**Aim of the task**
Beginning with the line that contains "of the textured", return every line down to the last one in the material below, exactly and with no others.

[[ Data to examine open ]]

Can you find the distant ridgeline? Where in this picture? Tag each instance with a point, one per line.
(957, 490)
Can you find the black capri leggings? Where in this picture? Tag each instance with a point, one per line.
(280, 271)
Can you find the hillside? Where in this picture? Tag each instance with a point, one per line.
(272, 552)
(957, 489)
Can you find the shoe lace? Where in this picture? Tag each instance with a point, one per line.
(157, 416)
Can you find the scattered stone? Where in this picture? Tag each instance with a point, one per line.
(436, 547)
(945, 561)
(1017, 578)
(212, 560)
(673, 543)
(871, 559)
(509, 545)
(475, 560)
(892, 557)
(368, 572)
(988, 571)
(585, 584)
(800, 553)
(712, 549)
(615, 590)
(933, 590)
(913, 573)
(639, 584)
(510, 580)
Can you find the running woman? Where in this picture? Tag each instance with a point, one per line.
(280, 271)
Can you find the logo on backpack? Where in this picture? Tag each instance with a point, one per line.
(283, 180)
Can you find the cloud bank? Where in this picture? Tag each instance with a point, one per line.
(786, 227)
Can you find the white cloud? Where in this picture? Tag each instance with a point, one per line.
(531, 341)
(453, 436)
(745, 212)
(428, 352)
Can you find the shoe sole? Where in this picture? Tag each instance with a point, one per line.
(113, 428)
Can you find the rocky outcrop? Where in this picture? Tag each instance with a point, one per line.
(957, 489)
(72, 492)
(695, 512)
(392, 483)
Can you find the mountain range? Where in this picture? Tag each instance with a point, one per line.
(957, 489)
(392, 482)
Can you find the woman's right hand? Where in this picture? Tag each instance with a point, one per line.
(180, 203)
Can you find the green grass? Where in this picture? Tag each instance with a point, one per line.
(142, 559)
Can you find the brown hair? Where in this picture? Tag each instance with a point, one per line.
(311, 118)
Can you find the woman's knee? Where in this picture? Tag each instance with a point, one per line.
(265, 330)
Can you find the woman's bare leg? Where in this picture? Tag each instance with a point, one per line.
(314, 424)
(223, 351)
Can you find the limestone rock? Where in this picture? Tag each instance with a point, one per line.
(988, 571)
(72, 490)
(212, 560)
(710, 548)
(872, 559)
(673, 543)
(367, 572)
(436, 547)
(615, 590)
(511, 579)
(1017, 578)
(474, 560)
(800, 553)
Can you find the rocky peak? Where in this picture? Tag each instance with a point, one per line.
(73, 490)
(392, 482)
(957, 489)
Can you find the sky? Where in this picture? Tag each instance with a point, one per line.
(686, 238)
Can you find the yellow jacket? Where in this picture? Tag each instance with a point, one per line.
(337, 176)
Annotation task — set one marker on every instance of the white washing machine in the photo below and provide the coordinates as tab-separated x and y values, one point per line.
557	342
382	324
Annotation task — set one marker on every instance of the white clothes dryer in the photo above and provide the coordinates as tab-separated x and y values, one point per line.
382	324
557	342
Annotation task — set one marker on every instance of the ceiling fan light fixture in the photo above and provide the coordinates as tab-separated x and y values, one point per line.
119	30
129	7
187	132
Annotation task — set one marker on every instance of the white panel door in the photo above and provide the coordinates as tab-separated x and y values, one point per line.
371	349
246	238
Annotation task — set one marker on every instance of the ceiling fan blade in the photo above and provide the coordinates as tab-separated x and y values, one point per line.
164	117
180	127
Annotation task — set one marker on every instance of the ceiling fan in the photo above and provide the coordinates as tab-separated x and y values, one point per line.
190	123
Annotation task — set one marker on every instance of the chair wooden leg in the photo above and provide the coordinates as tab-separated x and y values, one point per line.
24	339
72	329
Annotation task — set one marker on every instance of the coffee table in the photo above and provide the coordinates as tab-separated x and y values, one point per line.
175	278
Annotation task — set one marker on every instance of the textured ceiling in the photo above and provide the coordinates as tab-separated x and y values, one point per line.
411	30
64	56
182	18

[[ Data to examine closed ]]

**Written response**
Annotation task — set one marker on every instance of the textured ceiling in the photo above and provide the coordinates as tab-separated x and y values, one point per line.
411	30
64	56
182	18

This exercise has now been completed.